Activity: Nothing but the lines from the one containing "Locate the shadow" through the end of the data below should appear in the answer, each exact and free of pictures.
[Records for this task — start]
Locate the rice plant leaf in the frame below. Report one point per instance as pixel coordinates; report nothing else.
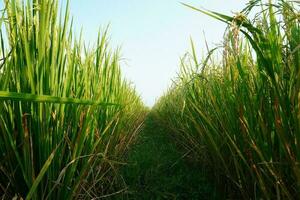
(14, 96)
(41, 174)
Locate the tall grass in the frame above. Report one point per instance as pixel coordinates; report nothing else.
(66, 114)
(241, 114)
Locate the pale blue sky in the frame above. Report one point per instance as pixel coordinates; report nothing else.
(153, 34)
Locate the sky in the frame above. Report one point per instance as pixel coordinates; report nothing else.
(152, 34)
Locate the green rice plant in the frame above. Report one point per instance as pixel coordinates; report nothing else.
(66, 115)
(242, 114)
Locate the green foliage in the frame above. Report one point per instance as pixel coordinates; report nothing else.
(66, 114)
(242, 114)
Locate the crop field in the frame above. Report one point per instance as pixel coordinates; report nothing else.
(73, 127)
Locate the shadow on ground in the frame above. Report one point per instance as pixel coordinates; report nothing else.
(156, 170)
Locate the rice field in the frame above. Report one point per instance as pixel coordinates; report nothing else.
(72, 127)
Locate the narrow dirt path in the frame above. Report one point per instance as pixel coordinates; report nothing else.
(156, 169)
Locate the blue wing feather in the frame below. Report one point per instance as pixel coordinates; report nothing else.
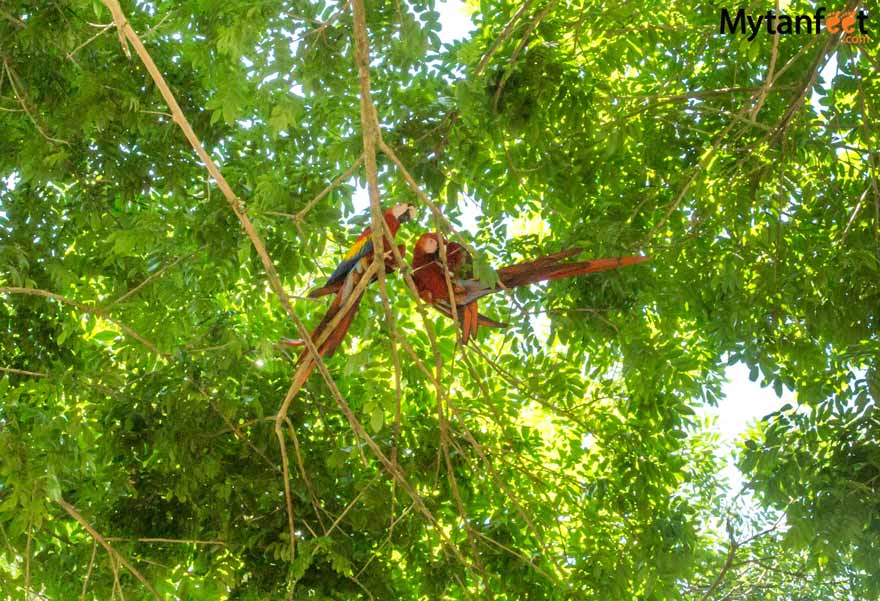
[Records for this task — finish]
The completed task:
Locate the shadow on ground in the frame above. Report one point per instance as pixel coordinates; report nothing else.
(156, 170)
Locate the rice field in the frame above. Report one point per instance as pixel coordinates; report nothing else.
(72, 127)
Locate the narrow dirt path in the frame above. Report one point per instance as pixel coordinates; report nothing else.
(156, 169)
Locate the blue wing feather in the frame below. Report one point per instance as pixel coordinates; report nothing else.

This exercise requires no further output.